*Aim*. Can you quote each of the entries below word for word?

*Raw records*.
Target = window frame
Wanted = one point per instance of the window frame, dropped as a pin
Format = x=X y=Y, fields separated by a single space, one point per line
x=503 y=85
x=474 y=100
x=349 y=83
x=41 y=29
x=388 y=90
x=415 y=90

*Task output*.
Target = window frame
Wanted = one point per instance of the window frame, dropped as a pin
Format = x=X y=Y, fields separated by a single space, one point per line
x=503 y=85
x=474 y=100
x=349 y=83
x=41 y=29
x=388 y=90
x=415 y=90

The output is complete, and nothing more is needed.